» Problem to work on:
Quote, without any change, the line that contains "Each instance of the man's arm" and all lines that follow it to the end of the data below.

----

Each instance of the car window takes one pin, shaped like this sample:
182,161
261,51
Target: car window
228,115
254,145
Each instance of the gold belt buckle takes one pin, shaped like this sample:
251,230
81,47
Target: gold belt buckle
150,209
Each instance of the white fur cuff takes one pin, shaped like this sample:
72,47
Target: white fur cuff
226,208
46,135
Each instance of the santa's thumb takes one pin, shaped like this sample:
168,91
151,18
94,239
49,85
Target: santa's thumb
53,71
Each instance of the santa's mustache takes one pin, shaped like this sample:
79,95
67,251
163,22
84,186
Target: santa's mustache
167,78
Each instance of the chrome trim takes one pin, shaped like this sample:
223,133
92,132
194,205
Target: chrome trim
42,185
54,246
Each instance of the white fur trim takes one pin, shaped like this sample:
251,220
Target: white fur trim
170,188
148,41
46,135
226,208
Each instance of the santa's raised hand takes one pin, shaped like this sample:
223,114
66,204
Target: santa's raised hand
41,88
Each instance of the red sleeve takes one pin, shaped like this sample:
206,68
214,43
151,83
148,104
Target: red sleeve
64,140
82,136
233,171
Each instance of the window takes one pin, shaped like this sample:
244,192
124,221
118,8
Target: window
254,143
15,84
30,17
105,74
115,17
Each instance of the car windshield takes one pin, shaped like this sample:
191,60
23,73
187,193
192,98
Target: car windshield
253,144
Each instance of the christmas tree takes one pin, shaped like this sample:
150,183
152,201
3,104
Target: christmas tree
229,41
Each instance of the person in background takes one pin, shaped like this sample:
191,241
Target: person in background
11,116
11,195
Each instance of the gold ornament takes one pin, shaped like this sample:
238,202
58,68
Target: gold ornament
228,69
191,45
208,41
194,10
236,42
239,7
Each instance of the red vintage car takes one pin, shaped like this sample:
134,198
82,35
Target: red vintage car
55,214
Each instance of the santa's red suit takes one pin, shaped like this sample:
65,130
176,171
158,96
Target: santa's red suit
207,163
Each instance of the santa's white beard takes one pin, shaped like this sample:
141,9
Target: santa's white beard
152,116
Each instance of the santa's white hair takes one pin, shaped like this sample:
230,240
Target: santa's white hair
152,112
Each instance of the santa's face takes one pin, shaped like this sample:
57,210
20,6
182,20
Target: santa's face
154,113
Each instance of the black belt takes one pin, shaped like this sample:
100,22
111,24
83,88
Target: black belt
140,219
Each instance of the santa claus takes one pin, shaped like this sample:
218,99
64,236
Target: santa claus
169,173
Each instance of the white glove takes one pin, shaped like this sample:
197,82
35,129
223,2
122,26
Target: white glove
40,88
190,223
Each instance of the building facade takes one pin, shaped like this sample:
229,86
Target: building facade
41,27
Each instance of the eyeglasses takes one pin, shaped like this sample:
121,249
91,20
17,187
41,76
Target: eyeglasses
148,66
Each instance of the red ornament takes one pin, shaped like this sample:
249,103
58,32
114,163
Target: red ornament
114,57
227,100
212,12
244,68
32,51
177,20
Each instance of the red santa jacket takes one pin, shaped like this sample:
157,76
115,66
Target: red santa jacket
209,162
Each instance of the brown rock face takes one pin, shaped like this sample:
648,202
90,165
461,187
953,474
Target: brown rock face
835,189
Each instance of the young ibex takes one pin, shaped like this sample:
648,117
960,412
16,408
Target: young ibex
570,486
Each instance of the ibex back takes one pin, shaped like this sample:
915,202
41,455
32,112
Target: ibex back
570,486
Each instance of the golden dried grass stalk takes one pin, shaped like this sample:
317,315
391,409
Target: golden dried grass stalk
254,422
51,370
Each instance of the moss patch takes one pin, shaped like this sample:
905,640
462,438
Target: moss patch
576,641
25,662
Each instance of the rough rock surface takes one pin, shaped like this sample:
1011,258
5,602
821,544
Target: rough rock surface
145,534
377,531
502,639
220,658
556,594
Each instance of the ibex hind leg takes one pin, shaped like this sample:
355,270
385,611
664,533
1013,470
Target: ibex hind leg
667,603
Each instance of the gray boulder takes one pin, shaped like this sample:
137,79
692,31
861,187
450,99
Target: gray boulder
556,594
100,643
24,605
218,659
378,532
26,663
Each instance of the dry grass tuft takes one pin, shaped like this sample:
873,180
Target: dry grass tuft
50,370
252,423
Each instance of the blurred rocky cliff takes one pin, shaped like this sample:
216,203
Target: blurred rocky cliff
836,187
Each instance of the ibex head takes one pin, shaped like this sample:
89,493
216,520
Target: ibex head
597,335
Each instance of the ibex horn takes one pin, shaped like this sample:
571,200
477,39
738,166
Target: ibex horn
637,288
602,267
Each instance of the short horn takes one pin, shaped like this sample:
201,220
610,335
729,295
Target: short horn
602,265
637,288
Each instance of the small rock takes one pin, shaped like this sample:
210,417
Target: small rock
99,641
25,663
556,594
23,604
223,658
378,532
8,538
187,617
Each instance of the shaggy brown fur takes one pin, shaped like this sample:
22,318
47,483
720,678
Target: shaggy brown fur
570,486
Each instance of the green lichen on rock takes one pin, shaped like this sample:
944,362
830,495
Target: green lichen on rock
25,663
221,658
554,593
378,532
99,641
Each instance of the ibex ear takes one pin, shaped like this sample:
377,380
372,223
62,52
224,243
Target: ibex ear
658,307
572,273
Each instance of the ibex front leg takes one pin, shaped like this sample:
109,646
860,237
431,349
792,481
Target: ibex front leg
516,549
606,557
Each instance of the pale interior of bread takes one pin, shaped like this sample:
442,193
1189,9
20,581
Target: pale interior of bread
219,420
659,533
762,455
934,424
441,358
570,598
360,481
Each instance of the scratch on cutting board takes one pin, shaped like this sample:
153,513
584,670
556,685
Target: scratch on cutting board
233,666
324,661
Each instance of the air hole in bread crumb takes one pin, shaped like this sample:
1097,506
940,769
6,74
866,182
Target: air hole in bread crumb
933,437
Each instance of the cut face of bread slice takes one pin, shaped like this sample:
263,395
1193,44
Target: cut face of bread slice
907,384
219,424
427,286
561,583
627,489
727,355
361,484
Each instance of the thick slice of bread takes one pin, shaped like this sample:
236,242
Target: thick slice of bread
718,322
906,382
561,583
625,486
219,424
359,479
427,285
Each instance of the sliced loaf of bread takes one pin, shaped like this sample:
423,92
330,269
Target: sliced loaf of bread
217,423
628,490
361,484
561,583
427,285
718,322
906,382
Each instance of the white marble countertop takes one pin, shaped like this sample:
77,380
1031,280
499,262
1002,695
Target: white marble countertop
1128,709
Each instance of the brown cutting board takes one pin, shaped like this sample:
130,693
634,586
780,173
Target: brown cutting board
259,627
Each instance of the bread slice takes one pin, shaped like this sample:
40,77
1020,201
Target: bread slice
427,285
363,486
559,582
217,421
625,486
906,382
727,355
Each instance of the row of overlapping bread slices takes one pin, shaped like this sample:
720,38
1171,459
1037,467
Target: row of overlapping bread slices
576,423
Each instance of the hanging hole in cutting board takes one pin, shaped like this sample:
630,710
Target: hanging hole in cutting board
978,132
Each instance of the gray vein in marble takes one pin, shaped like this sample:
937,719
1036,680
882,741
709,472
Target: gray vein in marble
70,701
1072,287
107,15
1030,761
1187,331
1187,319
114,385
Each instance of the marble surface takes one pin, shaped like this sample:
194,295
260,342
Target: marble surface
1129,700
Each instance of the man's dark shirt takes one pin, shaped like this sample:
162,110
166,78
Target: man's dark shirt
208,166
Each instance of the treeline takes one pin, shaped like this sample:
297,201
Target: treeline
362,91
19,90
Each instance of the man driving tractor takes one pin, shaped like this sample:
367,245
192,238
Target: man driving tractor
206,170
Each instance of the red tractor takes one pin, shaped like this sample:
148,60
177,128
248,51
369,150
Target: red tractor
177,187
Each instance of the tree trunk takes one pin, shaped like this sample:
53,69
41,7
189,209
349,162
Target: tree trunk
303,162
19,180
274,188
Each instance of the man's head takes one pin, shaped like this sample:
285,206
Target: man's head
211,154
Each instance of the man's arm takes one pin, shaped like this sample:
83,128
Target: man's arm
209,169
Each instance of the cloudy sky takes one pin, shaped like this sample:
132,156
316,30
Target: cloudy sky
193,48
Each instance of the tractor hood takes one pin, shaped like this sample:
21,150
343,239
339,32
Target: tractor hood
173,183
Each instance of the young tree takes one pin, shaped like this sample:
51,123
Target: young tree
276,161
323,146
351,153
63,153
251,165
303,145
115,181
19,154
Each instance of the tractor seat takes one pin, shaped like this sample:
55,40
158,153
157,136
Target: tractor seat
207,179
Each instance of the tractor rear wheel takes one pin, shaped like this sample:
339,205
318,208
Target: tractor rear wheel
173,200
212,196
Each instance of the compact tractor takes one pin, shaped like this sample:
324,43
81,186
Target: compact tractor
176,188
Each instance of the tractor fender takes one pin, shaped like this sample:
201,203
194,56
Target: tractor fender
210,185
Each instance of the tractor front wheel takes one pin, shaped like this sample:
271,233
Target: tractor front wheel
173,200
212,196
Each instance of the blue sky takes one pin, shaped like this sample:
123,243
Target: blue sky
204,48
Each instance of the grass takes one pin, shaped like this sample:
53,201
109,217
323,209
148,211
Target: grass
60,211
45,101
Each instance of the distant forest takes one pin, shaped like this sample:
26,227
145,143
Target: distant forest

----

» Output of the exercise:
Each instance of the man's arm takes one pin, shaped like this sample:
83,128
Target: man's arm
209,169
Each instance of the cloudy sky takes one pin, shaped like this sample:
132,156
316,30
Target: cloudy sky
193,48
Each instance of the tractor hood takes one pin, shaped like this sample:
21,150
343,239
339,32
Target: tractor hood
173,183
Each instance of the young tree takes one pin, shaped like this sample:
51,123
Target: young tree
276,161
323,146
351,153
63,153
251,165
303,145
115,181
19,154
Each instance of the tractor seat takes one pin, shaped like this sample:
55,40
158,153
157,136
Target: tractor seat
207,179
Each instance of the tractor rear wheel takes one pin, shaped like this sample:
339,205
318,208
Target: tractor rear wheel
173,200
212,196
Each instance of the compact tractor takes one pin, shaped like this sample:
324,43
81,186
Target: compact tractor
176,188
Each instance of the tractor fender takes one pin, shaped like this sample:
201,203
194,56
Target: tractor fender
210,185
Each instance of the tractor front wheel takes one pin, shaped like this sample:
271,233
Target: tractor front wheel
173,200
212,196
Each instance of the blue sky takes one pin, shaped like this sample:
123,243
Target: blue sky
204,48
Each instance of the grass takes one pin, shaped like this sample:
53,201
109,217
323,209
148,211
Target: grass
60,211
45,101
Each instance of the distant forest takes one pin, shaped like this sample:
26,227
145,143
Target: distant forest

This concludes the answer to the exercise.